Excerpted passage —
There was, secondly, the question of taxes. A uniform tax law for the new state was worked out in 1926, by which-without protest- Voivodina, by far the richest agricultural area in the kingdom, paid almost 50 per cent of the country's taxes. But Croatia, while a poor province agriculturally compared with Voivodina or Serbia, was rich in industries, especially in the area centering around the city of Zagreb. Because Vienna had lost much of its former charm and Gemutichkeit when World War I ended, the nexus of retired businessmen and officials who had used Vienna as a center moved on to Zagreb, which became known as the Little Vienna of Europe. Foreign capital, mostly from Vienna and Budapest, was suddenly available in abundance. Between 1918 and 1940 the population of Zagreb increased from 80,000 to 350,000. Since income taxes had been introduced by the state considerable sums were collected from the prosperous and in some cases extremely wealthy citizens of Croatia.

The policy of the new state was to spend part of the national taxes on developing the poorer and more backward sections of the kingdom. At this the Croatians balked. They wanted all the taxes collected in Croatia to be spent on Croatia. They refused to subscribe to state loans and opposed the construction of railroads in any part of the kingdom except Croatia itself. They also did their best to prevent the reconstruction of highways and railroads outside of Croatia, which had been destroyed, partly by Croats themselves, in World War I.

THE CROATIANS DEMAND AN INDEPENDENT CROATIA

From the beginning there were many individuals and political parties in Croatia that wanted to secede from the kingdom of Serbs, Croats, and Slovenes. Their goal was complete independence for the Goats.

But Croatia, which had only 3,000,000 people, was obviously too small to achieve or hold political independence without selling out to one of the great European powers.

A Yugoslav constitutional assembly was held in 1920 and a Parliament was established, deputies being elected from the old historic provinces out of which the kingdom had been composed. In 1930, in an attempt to promote national unity and to forget old rivalries, these provinces were divided into nine administrative districts named after the rivers of Yugoslavia. The Croats were, therefore, able to elect deputies from districts where they constituted the majority of the population.

Given task A — For each statement below, say yes or no according to the passage on Croatia in the Yugoslav kingdom, and quote the words of the passage that decide it: (i) Zagreb grew from 80,000 to 350,000 inhabitants between 1918 and 1940; (ii) the nine administrative districts created in 1930 were named after mountains; (iii) Voivodina paid almost half of the country's taxes.
Given task B — Rewrite all the rows of the data entries with "Outlines" changed to "Polygons", keeping everything else the same.
The passage on Croatia and the rows of data entries have nothing to do with each other.

Extracted data entries
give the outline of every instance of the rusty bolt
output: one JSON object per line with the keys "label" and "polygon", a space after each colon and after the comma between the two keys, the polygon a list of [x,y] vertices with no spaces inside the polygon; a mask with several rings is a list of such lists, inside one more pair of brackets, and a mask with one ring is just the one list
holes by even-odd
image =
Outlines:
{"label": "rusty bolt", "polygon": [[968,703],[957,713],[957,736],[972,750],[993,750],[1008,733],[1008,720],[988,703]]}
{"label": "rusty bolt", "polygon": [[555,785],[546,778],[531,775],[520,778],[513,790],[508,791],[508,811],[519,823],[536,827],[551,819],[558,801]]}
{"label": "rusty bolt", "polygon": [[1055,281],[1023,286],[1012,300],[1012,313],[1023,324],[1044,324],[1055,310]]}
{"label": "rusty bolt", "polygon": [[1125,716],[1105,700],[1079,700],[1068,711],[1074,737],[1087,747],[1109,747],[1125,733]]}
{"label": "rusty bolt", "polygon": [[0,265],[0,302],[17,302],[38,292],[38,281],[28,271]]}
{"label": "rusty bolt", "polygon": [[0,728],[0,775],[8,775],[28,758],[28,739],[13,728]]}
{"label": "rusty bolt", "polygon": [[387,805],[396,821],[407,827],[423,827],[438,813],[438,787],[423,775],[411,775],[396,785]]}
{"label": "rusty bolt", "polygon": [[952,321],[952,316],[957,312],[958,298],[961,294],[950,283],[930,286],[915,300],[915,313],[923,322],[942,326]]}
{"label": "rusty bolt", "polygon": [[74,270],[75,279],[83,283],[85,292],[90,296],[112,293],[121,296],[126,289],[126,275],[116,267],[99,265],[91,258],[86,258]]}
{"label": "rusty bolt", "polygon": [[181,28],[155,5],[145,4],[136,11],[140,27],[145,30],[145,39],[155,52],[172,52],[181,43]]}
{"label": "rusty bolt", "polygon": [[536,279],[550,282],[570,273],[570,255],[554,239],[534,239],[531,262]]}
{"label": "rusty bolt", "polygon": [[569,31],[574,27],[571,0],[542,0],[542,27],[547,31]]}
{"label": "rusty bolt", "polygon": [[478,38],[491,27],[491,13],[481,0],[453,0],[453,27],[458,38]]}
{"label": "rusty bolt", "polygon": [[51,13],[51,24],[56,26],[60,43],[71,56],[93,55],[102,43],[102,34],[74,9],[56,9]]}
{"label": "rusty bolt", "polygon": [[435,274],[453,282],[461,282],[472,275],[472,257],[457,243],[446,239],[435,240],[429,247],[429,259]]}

Complete answer A —
(i) Yes: "Between 1918 and 1940 the population of Zagreb increased from 80,000 to 350,000."
(ii) No: "these provinces were divided into nine administrative districts named after the rivers of Yugoslavia."
(iii) Yes: "Voivodina, by far the richest agricultural area in the kingdom, paid almost 50 per cent of the country's taxes."

Complete answer B —
give the outline of every instance of the rusty bolt
output: one JSON object per line with the keys "label" and "polygon", a space after each colon and after the comma between the two keys, the polygon a list of [x,y] vertices with no spaces inside the polygon; a mask with several rings is a list of such lists, inside one more pair of brackets, and a mask with one ring is just the one list
holes by even-odd
image =
Polygons:
{"label": "rusty bolt", "polygon": [[968,703],[957,713],[957,736],[972,750],[993,750],[1008,733],[1008,720],[988,703]]}
{"label": "rusty bolt", "polygon": [[555,785],[546,778],[531,775],[520,778],[513,790],[508,791],[508,811],[519,823],[536,827],[551,819],[558,801]]}
{"label": "rusty bolt", "polygon": [[1055,281],[1023,286],[1012,300],[1012,313],[1023,324],[1044,324],[1055,310]]}
{"label": "rusty bolt", "polygon": [[1125,716],[1105,700],[1079,700],[1068,711],[1074,737],[1087,747],[1109,747],[1125,733]]}
{"label": "rusty bolt", "polygon": [[0,265],[0,302],[17,302],[38,292],[38,281],[28,271]]}
{"label": "rusty bolt", "polygon": [[0,728],[0,775],[8,775],[28,758],[28,739],[13,728]]}
{"label": "rusty bolt", "polygon": [[387,805],[396,821],[407,827],[423,827],[438,813],[438,787],[423,775],[411,775],[396,785]]}
{"label": "rusty bolt", "polygon": [[952,321],[952,316],[957,312],[958,298],[961,294],[950,283],[930,286],[915,300],[915,313],[923,322],[942,326]]}
{"label": "rusty bolt", "polygon": [[74,270],[75,279],[83,283],[85,292],[90,296],[112,293],[121,296],[126,289],[126,275],[116,267],[99,265],[91,258],[86,258]]}
{"label": "rusty bolt", "polygon": [[181,28],[155,5],[145,4],[136,11],[140,27],[145,30],[145,39],[155,52],[172,52],[181,43]]}
{"label": "rusty bolt", "polygon": [[536,279],[550,282],[570,273],[570,255],[554,239],[534,239],[531,262]]}
{"label": "rusty bolt", "polygon": [[569,31],[574,27],[571,0],[542,0],[542,27],[547,31]]}
{"label": "rusty bolt", "polygon": [[478,38],[491,27],[491,13],[481,0],[453,0],[453,27],[458,38]]}
{"label": "rusty bolt", "polygon": [[51,13],[51,24],[56,26],[60,43],[71,56],[93,55],[102,43],[102,34],[74,9],[56,9]]}
{"label": "rusty bolt", "polygon": [[435,274],[453,282],[461,282],[472,275],[472,257],[457,243],[446,239],[435,240],[429,247],[429,259]]}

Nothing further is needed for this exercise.